Rz. 68
Besonders hohe Anforderungen an die Rechtsprüfung des Rechtsanwalts – und an die Klärung des maßgeblichen Sachverhalts – stellt ein Mandat mit Auslandsbezug (vgl. § 1 Rdn 203 ff., 356 ff.), das wegen der starken, noch zunehmenden internationalen Verflechtung persönlicher und wirtschaftlicher Art inzwischen verbreitet ist. Ein solcher Auslandsbezug kann schon den Blick auf das deutsche Recht verdunkeln; z.B. ist einem Rechtsanwalt und einem FamG in einem Ehescheidungsverfahren nicht aufgefallen, dass die vor einem griechisch-orthodoxen Geistlichen ohne ordnungsmäßige Ermächtigung geschlossene Ehe der früheren griechischen, jetzt deutschen Staatsangehörigen nach deutschem Recht unwirksam war, weil sie nicht den Voraussetzungen des § 15a EheG a.F. entsprach.
Erfordert der Auslandsbezug die Anwendung fremden Rechts, so liegt die Haftungsgefahr wegen eines Fehlers, ausgelöst durch die Sprachbarriere und mangelnde Kenntnisse des ausländischen Rechts, erst recht auf der Hand.

## Aufgabe a
Gib die Einträge von der Zeile mit "Q: Point to the sea" bis einschließlich zum Ende der Einträge vollständig und Zeile für Zeile erneut aus. Multipliziere dabei jede Koordinate in den Antworten mit 1,85 und runde auf ganze Zahlen, wobei Hälften aufgerundet werden.

## Eingabedaten
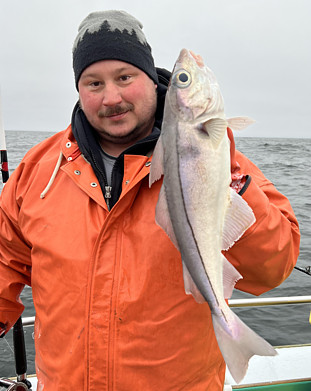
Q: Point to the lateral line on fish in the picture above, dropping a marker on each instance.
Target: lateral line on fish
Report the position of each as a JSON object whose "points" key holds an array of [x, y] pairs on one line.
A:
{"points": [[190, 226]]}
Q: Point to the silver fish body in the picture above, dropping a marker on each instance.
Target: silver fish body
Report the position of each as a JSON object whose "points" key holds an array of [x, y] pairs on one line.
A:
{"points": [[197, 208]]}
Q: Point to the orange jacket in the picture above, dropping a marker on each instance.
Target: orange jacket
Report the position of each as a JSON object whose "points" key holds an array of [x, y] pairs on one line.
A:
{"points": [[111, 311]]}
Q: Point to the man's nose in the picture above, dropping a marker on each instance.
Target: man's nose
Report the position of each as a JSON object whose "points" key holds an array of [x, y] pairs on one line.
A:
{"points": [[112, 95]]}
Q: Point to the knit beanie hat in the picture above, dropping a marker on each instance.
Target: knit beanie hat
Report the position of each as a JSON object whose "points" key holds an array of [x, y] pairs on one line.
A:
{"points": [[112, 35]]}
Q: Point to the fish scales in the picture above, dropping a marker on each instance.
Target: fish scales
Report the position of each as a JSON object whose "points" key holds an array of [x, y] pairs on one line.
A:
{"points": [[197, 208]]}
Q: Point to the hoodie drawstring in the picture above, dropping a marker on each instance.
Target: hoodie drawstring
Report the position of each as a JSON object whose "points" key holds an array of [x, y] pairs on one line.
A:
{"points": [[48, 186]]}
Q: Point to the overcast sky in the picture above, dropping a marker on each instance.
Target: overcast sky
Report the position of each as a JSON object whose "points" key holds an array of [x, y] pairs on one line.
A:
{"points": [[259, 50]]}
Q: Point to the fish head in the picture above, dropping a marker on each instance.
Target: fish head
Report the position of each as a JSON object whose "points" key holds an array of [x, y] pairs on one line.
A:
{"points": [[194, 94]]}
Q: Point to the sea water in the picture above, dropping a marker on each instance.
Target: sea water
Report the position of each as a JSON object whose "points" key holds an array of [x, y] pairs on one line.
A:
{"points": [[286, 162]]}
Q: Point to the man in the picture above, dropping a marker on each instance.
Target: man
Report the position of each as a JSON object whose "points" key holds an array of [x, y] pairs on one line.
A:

## Aufgabe b
Nenne sämtliche Abkürzungen, die im Textauszug vorkommen.

## Vollständige Lösung a
Q: Point to the sea water in the picture above, dropping a marker on each instance.
Target: sea water
Report the position of each as a JSON object whose "points" key holds an array of [x, y] pairs on one line.
A:
{"points": [[529, 300]]}
Q: Point to the man in the picture above, dropping a marker on each instance.
Target: man
Report the position of each as a JSON object whose "points" key holds an array of [x, y] pairs on one line.
A:

## Vollständige Lösung b
- Rz.
- vgl.
- Rdn
- ff.
- z.B.
- FamG
- EheG
- a.F.